ASSIGNED TASK
Search the records below for "dirt"; copy each line that has it.

RAW DATA
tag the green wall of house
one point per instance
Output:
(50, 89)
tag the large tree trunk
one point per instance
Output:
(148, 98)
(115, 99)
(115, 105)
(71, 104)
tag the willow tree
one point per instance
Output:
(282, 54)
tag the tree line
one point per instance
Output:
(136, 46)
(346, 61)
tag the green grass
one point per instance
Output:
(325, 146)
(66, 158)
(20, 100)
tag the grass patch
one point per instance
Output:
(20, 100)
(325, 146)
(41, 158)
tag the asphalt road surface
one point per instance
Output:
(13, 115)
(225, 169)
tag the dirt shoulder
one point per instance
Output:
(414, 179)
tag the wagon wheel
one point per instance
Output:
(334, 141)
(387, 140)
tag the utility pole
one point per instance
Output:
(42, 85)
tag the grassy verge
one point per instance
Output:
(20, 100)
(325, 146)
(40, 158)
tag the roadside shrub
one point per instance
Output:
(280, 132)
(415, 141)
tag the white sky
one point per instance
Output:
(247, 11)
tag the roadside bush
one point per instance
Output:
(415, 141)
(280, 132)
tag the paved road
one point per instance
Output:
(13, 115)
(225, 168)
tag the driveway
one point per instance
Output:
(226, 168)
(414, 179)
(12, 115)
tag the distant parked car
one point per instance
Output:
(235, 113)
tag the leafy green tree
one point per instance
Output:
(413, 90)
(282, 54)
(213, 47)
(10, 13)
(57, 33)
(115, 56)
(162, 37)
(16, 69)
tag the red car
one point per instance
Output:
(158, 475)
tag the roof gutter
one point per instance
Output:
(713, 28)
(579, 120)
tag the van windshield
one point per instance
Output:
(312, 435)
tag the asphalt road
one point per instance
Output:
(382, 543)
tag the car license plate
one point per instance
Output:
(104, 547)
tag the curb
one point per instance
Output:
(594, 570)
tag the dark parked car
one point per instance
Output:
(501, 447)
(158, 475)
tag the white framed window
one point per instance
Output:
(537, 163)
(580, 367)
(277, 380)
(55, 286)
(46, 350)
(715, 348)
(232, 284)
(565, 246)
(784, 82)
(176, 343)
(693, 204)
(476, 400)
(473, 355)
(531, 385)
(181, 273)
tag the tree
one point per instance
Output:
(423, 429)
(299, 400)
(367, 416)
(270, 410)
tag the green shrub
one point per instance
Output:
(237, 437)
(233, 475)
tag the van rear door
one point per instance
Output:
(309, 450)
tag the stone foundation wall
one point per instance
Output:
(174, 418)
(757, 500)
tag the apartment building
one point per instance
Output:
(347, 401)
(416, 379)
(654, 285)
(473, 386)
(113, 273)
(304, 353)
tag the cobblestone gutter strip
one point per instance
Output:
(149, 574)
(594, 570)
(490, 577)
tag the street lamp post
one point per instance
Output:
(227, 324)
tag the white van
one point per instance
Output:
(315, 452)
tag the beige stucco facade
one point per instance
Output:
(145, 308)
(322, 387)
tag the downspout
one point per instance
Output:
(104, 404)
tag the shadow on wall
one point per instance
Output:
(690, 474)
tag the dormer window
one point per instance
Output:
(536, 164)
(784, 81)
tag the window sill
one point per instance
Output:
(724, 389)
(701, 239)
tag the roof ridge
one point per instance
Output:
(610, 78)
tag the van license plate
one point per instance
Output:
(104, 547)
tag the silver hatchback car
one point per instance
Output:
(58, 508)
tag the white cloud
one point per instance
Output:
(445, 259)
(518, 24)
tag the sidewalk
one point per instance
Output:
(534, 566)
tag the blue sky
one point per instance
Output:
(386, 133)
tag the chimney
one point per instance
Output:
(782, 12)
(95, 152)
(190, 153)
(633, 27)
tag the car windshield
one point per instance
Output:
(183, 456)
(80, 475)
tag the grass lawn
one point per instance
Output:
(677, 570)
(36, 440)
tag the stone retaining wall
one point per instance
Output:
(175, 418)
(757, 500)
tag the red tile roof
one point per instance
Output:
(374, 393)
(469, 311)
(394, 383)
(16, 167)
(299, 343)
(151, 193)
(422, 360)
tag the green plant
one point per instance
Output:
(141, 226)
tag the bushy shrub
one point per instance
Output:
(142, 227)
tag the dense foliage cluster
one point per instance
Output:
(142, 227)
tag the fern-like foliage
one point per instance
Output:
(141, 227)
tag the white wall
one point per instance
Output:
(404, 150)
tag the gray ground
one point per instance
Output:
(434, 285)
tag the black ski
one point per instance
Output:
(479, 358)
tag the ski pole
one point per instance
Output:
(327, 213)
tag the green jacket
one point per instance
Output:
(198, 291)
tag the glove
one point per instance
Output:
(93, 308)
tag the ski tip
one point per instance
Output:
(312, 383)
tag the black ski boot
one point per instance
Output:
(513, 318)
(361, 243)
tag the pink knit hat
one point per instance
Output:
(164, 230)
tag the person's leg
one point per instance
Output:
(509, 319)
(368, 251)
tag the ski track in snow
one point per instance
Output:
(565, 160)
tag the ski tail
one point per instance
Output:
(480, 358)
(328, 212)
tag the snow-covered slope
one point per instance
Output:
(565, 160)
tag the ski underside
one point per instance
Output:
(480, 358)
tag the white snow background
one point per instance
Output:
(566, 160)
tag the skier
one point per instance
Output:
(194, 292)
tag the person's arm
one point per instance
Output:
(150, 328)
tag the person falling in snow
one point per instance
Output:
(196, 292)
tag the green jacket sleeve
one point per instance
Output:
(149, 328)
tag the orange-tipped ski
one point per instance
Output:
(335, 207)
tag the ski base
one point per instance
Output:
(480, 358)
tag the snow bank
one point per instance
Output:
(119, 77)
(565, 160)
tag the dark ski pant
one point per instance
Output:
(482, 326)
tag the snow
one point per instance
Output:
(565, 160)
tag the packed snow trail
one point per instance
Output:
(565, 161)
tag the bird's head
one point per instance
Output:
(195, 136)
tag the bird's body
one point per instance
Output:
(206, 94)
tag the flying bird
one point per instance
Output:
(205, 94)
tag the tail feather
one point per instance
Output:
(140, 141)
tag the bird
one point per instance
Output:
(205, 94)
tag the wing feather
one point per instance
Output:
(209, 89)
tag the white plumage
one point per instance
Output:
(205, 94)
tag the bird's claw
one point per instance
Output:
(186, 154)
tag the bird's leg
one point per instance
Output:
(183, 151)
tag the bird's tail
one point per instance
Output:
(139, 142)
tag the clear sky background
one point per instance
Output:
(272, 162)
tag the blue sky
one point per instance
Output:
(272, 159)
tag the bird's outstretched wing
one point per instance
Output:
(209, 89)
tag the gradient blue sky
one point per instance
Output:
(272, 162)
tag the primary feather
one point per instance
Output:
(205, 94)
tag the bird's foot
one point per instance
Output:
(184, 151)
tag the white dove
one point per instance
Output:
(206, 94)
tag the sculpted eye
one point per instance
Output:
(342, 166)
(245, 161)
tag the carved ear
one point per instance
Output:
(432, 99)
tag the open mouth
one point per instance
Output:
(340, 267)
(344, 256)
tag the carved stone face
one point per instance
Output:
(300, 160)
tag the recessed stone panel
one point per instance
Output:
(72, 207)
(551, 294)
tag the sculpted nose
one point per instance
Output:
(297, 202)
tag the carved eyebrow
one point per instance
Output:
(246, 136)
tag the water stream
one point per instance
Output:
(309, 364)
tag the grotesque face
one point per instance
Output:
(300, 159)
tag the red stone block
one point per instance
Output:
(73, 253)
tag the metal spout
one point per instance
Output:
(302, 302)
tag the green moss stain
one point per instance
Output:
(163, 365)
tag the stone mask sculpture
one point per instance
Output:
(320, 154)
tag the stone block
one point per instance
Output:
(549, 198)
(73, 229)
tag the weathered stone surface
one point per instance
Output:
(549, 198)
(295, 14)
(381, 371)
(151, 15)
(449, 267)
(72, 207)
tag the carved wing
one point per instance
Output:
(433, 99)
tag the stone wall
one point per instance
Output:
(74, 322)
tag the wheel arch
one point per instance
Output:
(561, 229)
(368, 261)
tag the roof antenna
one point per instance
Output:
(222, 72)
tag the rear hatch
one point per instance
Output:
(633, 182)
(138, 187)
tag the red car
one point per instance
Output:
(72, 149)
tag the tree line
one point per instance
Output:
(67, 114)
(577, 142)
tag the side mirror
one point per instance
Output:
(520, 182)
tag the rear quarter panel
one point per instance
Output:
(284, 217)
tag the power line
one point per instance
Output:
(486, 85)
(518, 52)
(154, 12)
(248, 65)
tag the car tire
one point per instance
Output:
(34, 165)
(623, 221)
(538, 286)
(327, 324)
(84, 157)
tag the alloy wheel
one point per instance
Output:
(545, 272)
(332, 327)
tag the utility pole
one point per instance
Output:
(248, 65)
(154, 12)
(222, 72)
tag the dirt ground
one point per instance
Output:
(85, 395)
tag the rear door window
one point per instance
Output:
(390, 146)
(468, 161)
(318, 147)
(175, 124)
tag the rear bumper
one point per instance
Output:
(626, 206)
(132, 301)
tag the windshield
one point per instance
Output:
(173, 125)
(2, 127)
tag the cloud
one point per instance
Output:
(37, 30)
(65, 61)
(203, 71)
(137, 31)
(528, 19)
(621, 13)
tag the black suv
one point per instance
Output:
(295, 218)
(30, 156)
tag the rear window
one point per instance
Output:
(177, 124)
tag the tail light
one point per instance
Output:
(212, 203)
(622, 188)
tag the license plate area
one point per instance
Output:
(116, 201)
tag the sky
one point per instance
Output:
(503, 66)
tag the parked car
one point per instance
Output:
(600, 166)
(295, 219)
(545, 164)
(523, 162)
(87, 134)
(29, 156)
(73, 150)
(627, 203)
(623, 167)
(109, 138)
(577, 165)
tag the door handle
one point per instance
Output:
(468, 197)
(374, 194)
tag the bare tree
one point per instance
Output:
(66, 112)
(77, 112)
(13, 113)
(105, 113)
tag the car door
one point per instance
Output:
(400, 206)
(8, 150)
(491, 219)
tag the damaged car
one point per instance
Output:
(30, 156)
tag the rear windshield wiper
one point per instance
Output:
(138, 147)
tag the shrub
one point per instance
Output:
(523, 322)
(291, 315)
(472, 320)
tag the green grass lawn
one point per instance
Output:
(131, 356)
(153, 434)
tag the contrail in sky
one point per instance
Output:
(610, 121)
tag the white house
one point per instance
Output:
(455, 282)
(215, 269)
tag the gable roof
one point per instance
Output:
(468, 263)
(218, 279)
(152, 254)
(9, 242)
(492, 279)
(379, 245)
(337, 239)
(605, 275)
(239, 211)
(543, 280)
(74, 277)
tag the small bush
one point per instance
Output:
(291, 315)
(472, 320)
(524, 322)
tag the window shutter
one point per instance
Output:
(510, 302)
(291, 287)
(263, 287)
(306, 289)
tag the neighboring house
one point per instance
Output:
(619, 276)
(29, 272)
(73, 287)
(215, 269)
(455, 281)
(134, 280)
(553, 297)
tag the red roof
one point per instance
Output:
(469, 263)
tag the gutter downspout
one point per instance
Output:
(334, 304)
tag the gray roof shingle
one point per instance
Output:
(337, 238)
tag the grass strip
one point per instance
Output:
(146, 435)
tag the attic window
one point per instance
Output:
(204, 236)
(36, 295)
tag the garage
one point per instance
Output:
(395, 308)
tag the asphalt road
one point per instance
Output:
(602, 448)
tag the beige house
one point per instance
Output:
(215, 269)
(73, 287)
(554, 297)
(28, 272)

RESULT OF THE EXERCISE
tag the dirt shoulder
tag the dirt ground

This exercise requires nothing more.